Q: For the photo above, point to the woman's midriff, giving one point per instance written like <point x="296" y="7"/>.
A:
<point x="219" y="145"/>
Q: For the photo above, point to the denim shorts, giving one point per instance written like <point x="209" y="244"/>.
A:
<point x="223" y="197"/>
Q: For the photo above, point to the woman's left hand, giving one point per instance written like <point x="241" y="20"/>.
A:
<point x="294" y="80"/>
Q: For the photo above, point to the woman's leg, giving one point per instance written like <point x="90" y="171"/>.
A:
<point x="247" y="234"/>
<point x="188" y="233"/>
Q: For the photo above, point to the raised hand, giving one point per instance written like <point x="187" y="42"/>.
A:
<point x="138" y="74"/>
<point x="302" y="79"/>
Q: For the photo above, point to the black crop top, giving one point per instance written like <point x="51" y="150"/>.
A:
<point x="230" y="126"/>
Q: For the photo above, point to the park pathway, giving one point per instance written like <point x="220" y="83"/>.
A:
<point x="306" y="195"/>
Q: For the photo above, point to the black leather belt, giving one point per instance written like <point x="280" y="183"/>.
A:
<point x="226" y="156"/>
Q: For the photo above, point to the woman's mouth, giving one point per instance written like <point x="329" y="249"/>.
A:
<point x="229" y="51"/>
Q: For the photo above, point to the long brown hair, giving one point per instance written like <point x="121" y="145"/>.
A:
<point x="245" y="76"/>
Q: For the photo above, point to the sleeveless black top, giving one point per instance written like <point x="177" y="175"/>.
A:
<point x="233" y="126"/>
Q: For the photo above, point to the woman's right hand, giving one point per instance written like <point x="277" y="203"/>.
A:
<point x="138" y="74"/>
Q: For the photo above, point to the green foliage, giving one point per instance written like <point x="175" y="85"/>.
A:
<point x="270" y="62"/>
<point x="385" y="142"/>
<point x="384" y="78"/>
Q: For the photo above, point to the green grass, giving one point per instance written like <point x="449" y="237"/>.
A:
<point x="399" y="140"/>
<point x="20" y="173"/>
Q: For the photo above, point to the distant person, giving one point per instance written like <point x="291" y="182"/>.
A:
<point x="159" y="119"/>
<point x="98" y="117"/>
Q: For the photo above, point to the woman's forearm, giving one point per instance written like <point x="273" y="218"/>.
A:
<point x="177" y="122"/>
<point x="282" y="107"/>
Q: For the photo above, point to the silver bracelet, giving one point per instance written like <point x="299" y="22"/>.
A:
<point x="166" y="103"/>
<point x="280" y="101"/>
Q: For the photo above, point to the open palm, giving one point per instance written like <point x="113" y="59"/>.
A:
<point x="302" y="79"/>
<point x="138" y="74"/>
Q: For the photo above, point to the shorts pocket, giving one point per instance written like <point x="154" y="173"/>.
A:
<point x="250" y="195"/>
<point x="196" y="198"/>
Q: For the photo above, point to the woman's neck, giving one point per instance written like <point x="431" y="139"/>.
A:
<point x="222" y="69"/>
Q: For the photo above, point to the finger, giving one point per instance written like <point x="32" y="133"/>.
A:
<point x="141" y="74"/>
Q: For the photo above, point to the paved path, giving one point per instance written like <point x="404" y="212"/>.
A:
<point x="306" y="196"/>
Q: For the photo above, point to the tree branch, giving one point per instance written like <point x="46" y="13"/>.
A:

□ □ □ □

> What to do
For the word "hand", please count the lines in the data where it appears and respond with the number only.

> Exercise result
3